SOURCE EXTRACT:
-------------------------
DudeOnRock
DudeOnRock

Reputation: 3831

Matching *consecutive* lines that begin with an arbitrary amount of whitespace followed by a character

I am trying to match consecutive lines that starts with an arbitrary amount of space followed by the character |. I am using the s flag, so that . matches newlines.

What I have so far works with a finite amount of whitespace before |.

I am having issues with the part that determines that a line is reached that does not meet the requirements. For some reason \n\s*[^\|] does not do the trick. What I am doing right now is the following:

(?P<terminating>
    \n(             # when newline is encountered...
        [^\|\s]         #   check if next character is not: (| or space)
        |
        [\s][^\|\s]     #   check if next characters are not: space + (| or space)
        |
        [\s][\s][^\|\s] #   check if next characters are not: space + space + (| or space)... And so on....
    )
    |
    $
)

This obviously only works for two spaces. I would like to make this work for an arbitrary amount of spaces. I looked into recursion, but it seems like that is quite the heavy gun to wield in this case. Here now is my question: Why does \n\s*[^\|] not work, and is there another way of solving this without recursion?


Below is an example of input and the resulting match I would like to get:

Input string:

Lorem ipsum dolor sit amet, 
consectetur adipisicing 
elit, 
|sed do 
        |eiusmod tempor incididunt 
     |ut labore et dolore magna aliqua.
Ut enim ad minim veniam, 
quis nostrud exercitation 
ullamco laboris nisi ut 
aliquip ex ea commodo consequat.
-------------------------
Labeled-object pointing records:
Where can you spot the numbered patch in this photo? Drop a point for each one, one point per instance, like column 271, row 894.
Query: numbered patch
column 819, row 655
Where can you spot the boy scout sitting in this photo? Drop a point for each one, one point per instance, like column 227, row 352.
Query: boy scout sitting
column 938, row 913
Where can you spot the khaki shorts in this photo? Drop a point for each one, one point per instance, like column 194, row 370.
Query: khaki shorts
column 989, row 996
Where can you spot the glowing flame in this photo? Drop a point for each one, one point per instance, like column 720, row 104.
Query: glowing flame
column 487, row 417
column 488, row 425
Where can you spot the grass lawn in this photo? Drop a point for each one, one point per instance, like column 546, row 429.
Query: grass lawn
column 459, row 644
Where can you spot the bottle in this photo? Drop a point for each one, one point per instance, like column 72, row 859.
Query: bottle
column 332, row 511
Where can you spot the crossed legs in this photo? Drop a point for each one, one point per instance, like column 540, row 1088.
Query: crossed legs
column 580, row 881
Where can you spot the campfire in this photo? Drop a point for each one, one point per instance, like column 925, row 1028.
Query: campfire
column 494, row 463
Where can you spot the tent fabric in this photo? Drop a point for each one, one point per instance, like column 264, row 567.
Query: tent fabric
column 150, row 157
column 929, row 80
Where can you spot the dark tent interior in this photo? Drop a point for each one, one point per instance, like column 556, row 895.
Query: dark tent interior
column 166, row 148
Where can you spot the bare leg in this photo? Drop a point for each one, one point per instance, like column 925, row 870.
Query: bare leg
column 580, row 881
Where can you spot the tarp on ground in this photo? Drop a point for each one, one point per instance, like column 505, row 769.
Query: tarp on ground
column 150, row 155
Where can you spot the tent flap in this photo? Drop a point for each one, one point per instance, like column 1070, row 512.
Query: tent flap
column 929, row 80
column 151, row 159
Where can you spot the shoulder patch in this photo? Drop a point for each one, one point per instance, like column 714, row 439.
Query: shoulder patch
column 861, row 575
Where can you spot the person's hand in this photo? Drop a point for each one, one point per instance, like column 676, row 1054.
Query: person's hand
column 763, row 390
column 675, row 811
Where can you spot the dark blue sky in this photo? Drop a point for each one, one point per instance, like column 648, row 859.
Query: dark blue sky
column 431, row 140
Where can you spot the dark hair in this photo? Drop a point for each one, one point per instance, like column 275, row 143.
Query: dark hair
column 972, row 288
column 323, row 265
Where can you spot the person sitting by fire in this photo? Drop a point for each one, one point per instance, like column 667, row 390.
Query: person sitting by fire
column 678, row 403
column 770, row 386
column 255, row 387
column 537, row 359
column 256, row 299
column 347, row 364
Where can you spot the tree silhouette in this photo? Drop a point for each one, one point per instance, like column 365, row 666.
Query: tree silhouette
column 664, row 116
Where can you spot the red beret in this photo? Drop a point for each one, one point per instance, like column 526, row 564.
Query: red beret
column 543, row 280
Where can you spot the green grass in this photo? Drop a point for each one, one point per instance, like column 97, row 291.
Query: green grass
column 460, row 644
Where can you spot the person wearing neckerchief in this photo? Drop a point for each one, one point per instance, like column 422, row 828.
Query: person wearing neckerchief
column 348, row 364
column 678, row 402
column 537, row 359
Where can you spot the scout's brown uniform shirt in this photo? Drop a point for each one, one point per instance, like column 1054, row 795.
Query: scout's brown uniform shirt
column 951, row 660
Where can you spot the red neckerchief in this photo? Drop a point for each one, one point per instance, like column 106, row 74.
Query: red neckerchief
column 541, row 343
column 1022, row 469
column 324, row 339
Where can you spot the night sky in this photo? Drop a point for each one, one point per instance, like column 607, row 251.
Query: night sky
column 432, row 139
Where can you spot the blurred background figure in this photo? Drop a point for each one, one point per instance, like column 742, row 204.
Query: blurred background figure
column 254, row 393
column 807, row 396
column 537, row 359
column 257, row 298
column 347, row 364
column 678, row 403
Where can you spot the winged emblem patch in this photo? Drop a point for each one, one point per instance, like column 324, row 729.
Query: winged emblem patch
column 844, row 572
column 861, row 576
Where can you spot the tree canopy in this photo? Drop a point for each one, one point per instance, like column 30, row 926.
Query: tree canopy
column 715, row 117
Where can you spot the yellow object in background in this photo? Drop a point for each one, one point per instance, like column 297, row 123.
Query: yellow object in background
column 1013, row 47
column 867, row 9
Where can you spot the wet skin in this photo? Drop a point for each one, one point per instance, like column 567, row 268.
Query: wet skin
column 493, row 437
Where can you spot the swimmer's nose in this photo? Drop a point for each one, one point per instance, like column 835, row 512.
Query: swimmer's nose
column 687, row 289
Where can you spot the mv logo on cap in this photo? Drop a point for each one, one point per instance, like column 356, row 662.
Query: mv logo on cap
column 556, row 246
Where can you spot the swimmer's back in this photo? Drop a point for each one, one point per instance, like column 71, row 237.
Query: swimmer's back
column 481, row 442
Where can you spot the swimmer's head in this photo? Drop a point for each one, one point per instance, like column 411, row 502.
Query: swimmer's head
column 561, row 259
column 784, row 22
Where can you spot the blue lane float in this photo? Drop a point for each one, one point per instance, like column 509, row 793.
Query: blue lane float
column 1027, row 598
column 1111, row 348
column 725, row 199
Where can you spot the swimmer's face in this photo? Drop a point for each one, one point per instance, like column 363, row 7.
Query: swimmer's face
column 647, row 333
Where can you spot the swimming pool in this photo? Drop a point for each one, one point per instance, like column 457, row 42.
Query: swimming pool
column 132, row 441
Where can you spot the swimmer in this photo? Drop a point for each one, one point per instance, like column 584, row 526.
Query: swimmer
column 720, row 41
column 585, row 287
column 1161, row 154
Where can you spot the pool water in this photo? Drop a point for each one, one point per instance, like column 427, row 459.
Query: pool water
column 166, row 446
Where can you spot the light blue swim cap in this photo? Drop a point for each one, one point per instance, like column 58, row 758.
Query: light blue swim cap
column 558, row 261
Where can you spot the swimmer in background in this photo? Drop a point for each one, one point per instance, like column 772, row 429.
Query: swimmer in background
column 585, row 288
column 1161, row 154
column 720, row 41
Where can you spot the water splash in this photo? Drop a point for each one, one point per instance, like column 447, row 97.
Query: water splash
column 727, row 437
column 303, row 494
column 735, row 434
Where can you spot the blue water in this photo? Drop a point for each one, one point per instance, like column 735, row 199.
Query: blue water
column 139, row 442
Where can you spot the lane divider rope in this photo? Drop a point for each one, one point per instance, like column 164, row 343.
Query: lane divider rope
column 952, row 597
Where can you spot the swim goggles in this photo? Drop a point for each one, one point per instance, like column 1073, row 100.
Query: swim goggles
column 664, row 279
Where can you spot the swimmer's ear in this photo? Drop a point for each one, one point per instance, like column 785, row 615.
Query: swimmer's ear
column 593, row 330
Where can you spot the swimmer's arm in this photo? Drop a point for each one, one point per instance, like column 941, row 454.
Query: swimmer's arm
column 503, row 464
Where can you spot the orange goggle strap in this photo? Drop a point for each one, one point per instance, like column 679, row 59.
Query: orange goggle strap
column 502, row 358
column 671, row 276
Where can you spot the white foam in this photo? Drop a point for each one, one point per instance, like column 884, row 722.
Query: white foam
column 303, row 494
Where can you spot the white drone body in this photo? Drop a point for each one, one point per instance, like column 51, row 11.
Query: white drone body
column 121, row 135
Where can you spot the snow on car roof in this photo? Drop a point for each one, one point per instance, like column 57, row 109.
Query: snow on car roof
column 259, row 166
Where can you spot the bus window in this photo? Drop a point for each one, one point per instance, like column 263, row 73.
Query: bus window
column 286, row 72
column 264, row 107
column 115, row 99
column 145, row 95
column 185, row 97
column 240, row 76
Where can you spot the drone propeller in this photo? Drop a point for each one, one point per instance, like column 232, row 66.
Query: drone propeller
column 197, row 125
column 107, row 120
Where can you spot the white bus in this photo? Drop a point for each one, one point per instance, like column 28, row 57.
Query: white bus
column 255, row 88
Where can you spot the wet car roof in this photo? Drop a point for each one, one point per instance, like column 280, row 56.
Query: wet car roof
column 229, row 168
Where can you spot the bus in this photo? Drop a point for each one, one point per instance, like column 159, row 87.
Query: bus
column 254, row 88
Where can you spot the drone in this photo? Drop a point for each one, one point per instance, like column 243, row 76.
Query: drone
-------------------------
GIVEN INSTRUCTION 1:
Pick out every line of the records that contains the word "water", treating uppercase and lowercase as different.
GIVEN INSTRUCTION 2:
Write the next part of the forum post about matching consecutive lines that begin with whitespace and a pipe character, starting right after its final line.
The regex forum post and the records were drawn from unrelated sources.

FINAL RESULT 1:
Where can you spot the pool water in this photo? Drop a point for each one, one point per instance, like column 427, row 459.
Query: pool water
Where can you spot the water splash in this photo? Drop a point for each one, one point per instance, like column 447, row 97.
Query: water splash
Where can you spot the blue water in this photo? Drop a point for each one, one point per instance, like column 735, row 199.
Query: blue water

FINAL RESULT 2:
Output is one string with content:

|sed do\n        |eiusmod tempor incididunt\n     |ut labore et dolore magna aliqua.

I don't want three matches with each of the lines that have | in it.

Upvotes: 0

Views: 272

Answers (4)

Kamleein
Kamleein

Reputation: 11

For those who use perl, you may use the below code. I am sure it can be better. I would be happy to learn if someone could help me enhance the code

my $Str = "Lorem ipsum dolor sit amet,
consectetur adipisicing
elit,
|sed do
        |eiusmod tempor incididunt
     |ut labore et dolore magna aliqua.
Ut enim ad minim veniam,
quis nostrud exercitation
ullamco laboris nisi ut
aliquip ex ea commodo consequat.";
@lLine = split('\n', $Str);
foreach $lLine (@lLine) {
    if($lLine =~ /^[\s\|]+.*$/) {
        $ReturnStr .= $lLine;
    }
}

The output was: |sed do |eiusmod tempor incididunt |ut labore et dolore magna aliqua.

Upvotes: 0

Alan Moore
Alan Moore

Reputation: 75252

If you're using PHP, this should do it:

(?m)^\h*\|.*(?:\R\h*\|.*)*

Some points of interest:

  • \h matches horizontal whitespace, meaning space and tab characters

  • \R matches a line separator, whether it be \n, \r\n, or \r

  • (?m) turns on multiline mode, which allows ^ to match the beginning of a line

  • singleline/DOTALL mode is not set, because we want the .* to stop at the end of the line.

  • I never use \s because it matches any whitespace character, including space, tab, carriage return (\r) and linefeed (\n). If you just want to find a match that might span multiple lines, it's okay to use \s or . in singleline mode. But this task involves matching things based on their position relative to the beginning of the line. That's much easier to do if you match the different kinds of whitespace character explicitly.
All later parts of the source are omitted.